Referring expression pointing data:

· · · · · · ·

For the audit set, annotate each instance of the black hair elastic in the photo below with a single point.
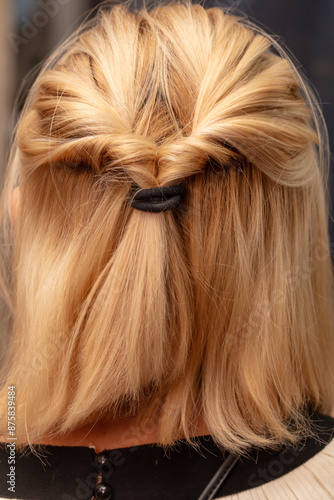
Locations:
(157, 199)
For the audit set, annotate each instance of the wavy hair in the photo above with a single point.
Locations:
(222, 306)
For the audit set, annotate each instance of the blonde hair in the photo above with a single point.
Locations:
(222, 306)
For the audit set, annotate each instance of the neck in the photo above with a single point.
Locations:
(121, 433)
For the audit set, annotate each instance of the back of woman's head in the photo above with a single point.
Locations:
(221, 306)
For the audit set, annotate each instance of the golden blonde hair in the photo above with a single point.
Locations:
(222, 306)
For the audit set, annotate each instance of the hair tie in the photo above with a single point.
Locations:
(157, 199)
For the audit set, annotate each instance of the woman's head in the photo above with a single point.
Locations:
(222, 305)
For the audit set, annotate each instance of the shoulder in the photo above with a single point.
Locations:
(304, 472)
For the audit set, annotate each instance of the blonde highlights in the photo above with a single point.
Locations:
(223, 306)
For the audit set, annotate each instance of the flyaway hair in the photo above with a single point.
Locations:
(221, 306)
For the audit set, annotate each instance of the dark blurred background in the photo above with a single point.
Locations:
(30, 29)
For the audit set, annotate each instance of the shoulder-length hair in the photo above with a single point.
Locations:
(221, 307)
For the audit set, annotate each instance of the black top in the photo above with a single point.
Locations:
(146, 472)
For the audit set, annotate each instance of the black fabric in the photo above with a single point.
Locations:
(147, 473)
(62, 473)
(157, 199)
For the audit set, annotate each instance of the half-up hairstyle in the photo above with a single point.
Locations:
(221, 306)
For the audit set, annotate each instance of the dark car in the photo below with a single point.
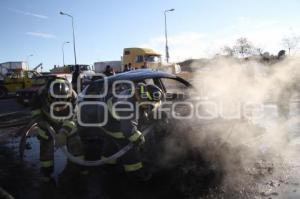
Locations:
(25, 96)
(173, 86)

· · · · · · ·

• **DIRECTIONS**
Write out again every line above exactly as given; the pictures do not belong in the copy.

• **OUTPUT**
For the audit set, annotate each instance of the black hair elastic in the photo below with a single point.
Locations:
(157, 199)
For the audit set, annotate each instance of the wavy hair in the photo above with a single point.
Locations:
(222, 306)
For the audit set, annotate each instance of the blonde hair in the photo above with a single point.
Locations:
(222, 306)
For the audit set, annotate each instance of the neck in the photo above with a single point.
Locations:
(121, 433)
For the audit set, annotate each instance of the back of woman's head in the photo above with a single point.
Locations:
(221, 306)
For the audit set, annotate each instance of the golden blonde hair in the photo above with a single point.
Locations:
(222, 306)
For the audit set, annotate each instance of the hair tie in the photo above with a single point.
Locations:
(157, 199)
For the audit set, annotate each instance of the woman's head in the photo above with a single point.
Locations:
(222, 305)
For the audit set, annotate each instance of the shoulder in the photo above with a single point.
Locations:
(304, 472)
For the audit set, annotate each instance of the blonde highlights in the photo above with a single point.
Locations:
(223, 306)
For the audit set, annotate each instance of the flyaway hair in the photo above with a single point.
Locations:
(221, 306)
For the audit set, annotate each instance of the dark blurred background in the photo above with a single point.
Locations:
(30, 29)
For the audit set, annotate each instance of the shoulder-length hair in the photo above with a single point.
Locations:
(221, 307)
For the audit set, annotate each instance of the black top in the photo above with a single point.
Locations:
(146, 472)
For the audit set, annotate each instance of the black fabric in the photo above with a single point.
Locations:
(147, 473)
(62, 473)
(157, 199)
For the audit set, annotate each instance of the half-up hairstyle in the photo above with a single point.
Locations:
(221, 306)
For the audit set, annotate each instance of the dark car in the photo below with a single point.
Locations:
(25, 96)
(173, 86)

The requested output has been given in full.